__ACTIVITY__. Your answer should consist of each line from the data below that contains "foliage".

__Extracted data entries__.

※

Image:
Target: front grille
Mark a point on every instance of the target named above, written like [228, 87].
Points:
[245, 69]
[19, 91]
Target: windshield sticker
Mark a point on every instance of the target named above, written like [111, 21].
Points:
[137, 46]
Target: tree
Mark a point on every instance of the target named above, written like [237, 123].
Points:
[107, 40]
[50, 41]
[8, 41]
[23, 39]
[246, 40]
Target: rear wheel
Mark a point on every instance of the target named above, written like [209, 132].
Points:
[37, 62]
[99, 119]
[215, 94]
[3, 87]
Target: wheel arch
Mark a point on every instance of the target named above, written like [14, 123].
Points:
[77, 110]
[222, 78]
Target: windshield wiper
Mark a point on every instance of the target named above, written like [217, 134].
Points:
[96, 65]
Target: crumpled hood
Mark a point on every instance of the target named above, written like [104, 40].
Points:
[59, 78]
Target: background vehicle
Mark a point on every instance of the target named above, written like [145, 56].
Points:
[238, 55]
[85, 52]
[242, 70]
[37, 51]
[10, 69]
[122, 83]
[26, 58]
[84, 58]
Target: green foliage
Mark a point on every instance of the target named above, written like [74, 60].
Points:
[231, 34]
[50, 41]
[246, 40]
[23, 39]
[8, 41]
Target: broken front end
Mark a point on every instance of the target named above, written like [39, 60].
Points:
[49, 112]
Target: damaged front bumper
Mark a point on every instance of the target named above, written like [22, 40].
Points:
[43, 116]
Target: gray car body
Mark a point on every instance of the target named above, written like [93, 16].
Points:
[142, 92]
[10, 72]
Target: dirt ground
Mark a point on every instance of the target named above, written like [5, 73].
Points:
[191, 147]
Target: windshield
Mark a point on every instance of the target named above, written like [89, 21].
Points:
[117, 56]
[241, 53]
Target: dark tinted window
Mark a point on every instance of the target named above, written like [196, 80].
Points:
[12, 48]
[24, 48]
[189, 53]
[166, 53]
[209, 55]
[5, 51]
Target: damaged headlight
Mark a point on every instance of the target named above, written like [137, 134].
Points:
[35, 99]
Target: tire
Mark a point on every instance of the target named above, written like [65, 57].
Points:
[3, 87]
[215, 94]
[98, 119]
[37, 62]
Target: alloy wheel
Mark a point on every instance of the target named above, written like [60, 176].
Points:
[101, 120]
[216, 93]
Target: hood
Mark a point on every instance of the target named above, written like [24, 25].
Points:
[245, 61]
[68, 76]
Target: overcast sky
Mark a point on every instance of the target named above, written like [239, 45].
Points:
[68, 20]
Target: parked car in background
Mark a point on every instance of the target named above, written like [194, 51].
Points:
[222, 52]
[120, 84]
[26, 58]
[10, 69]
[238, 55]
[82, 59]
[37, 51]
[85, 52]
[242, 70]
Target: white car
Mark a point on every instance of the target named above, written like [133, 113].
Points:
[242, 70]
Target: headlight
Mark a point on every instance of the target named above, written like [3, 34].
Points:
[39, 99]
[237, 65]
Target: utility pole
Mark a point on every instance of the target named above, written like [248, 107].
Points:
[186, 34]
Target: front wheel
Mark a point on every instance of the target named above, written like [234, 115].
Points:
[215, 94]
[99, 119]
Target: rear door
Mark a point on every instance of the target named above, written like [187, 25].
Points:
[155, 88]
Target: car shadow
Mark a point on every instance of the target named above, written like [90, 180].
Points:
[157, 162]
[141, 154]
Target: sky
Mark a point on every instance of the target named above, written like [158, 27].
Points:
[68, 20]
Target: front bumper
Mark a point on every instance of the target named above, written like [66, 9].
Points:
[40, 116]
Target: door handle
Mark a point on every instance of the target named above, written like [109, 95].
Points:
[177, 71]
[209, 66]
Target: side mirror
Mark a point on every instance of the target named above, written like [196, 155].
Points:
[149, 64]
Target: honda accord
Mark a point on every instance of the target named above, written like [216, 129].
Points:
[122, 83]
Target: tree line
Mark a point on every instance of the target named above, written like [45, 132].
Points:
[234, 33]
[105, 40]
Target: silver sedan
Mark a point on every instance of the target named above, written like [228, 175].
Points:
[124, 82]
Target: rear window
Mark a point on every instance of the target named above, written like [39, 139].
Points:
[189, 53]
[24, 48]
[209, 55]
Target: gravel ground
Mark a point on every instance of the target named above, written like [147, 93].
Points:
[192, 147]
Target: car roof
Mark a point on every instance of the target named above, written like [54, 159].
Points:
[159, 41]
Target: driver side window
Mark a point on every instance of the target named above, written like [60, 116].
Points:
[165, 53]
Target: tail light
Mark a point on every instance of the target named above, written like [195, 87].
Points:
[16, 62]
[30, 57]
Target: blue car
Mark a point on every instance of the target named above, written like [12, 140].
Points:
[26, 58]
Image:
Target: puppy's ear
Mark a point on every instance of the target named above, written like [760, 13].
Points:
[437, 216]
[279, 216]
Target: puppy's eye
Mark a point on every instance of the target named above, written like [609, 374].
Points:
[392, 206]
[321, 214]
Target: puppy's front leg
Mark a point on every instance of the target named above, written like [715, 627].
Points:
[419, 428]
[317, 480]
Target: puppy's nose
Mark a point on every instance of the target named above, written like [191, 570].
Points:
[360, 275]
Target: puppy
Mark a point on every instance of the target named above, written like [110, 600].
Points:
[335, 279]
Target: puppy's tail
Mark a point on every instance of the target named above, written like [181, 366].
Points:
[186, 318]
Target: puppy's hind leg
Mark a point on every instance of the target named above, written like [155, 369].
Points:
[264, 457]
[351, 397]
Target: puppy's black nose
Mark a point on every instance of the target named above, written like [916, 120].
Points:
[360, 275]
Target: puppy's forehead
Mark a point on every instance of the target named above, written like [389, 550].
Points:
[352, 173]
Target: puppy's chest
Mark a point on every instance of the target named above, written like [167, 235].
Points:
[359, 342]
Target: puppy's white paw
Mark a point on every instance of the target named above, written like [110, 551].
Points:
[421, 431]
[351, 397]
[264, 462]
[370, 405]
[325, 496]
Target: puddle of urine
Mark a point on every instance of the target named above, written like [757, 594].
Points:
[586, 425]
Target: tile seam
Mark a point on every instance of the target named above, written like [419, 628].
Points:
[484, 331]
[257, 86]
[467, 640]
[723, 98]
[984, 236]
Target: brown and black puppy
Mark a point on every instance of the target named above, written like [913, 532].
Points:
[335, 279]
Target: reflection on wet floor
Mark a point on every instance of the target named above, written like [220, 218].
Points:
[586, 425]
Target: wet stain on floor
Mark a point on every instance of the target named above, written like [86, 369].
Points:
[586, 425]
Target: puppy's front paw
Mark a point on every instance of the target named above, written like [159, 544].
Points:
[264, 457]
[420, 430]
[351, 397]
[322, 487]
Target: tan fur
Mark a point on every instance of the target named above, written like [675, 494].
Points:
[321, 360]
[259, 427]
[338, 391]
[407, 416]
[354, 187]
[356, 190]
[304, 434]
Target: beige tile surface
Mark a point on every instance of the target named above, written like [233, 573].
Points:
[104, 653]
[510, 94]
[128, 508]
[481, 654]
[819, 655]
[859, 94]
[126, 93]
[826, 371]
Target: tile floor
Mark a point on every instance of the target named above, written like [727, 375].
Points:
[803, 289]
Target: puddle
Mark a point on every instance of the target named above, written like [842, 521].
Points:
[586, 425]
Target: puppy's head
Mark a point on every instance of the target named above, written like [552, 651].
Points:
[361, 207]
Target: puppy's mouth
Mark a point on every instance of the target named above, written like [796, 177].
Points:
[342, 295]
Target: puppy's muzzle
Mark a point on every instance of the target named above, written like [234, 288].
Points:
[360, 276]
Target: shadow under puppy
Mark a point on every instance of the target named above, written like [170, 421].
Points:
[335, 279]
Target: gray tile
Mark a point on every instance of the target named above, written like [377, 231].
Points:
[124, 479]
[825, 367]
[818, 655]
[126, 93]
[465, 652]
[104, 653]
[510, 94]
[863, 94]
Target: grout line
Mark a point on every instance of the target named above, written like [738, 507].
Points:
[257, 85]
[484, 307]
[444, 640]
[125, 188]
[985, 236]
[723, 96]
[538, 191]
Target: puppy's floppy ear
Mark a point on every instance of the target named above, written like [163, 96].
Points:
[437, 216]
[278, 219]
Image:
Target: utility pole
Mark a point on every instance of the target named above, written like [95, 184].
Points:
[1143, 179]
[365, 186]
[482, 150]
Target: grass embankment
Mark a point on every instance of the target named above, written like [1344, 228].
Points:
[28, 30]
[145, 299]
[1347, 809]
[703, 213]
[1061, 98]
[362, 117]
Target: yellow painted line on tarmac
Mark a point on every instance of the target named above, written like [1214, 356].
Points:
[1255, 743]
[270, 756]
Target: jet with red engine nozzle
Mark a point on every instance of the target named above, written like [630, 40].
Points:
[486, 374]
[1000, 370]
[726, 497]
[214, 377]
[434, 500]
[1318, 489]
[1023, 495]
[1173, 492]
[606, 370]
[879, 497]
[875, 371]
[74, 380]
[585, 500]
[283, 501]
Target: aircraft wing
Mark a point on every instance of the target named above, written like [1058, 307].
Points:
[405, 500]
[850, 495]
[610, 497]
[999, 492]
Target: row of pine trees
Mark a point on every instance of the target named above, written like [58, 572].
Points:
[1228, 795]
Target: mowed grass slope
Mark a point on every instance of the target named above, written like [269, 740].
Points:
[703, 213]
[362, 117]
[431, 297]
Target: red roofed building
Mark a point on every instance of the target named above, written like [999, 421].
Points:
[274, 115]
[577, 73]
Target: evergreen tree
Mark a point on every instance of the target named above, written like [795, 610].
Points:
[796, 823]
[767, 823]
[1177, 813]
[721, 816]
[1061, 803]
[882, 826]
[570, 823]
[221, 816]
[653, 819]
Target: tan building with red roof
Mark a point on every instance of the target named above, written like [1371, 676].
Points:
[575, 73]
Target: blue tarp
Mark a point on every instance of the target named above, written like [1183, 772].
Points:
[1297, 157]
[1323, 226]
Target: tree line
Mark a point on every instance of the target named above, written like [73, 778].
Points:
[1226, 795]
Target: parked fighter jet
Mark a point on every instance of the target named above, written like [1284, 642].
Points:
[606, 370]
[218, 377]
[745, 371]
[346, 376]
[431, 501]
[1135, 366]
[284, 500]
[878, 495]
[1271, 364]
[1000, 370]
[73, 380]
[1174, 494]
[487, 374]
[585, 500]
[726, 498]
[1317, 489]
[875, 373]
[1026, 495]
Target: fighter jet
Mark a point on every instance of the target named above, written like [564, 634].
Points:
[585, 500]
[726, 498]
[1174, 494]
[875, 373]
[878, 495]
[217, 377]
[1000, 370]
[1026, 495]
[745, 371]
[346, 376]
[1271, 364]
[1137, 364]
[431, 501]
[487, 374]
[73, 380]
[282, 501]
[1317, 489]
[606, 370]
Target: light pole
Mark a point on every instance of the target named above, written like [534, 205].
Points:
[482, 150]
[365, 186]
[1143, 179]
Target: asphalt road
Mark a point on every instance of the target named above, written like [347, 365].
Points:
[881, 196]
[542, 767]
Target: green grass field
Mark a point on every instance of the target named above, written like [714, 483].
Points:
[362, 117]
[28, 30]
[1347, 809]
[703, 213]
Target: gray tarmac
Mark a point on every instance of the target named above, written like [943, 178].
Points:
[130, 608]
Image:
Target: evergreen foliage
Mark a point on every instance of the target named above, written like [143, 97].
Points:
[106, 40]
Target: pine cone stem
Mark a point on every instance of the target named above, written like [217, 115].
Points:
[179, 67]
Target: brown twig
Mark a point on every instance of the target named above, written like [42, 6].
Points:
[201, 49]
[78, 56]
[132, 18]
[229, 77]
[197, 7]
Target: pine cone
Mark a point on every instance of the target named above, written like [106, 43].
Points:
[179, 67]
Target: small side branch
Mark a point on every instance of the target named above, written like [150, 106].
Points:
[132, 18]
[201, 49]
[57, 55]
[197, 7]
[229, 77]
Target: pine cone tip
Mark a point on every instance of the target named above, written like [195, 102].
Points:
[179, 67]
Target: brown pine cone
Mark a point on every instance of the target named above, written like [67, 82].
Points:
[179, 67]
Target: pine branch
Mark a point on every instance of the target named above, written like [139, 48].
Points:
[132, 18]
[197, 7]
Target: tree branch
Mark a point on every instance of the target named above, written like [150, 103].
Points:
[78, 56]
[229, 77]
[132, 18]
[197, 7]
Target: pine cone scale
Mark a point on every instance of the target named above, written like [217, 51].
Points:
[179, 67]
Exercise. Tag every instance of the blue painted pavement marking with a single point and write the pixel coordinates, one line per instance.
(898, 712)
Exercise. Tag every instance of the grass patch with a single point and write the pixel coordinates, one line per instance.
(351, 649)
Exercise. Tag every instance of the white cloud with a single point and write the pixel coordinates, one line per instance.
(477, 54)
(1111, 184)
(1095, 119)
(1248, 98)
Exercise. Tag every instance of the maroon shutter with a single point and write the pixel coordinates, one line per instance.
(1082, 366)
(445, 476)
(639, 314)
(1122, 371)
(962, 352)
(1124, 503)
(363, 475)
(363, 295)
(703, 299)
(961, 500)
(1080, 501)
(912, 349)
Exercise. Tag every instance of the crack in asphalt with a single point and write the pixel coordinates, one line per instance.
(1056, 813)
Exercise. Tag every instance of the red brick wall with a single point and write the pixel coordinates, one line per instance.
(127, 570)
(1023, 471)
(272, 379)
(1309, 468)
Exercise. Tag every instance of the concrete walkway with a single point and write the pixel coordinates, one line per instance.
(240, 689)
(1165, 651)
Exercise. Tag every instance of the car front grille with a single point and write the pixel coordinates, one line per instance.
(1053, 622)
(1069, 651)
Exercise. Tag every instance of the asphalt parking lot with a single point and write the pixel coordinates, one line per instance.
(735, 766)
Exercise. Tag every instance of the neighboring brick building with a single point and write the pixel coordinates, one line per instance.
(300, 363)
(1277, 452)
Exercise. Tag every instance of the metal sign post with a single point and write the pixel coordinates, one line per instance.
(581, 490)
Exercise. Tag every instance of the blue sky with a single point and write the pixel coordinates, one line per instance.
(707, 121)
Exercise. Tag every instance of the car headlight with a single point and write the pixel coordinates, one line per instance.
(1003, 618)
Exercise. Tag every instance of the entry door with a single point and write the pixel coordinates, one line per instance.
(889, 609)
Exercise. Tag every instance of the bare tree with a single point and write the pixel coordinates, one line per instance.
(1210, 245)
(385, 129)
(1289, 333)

※

__SOLUTION FOR THIS EXERCISE__.
Target: green foliage
Target: evergreen foliage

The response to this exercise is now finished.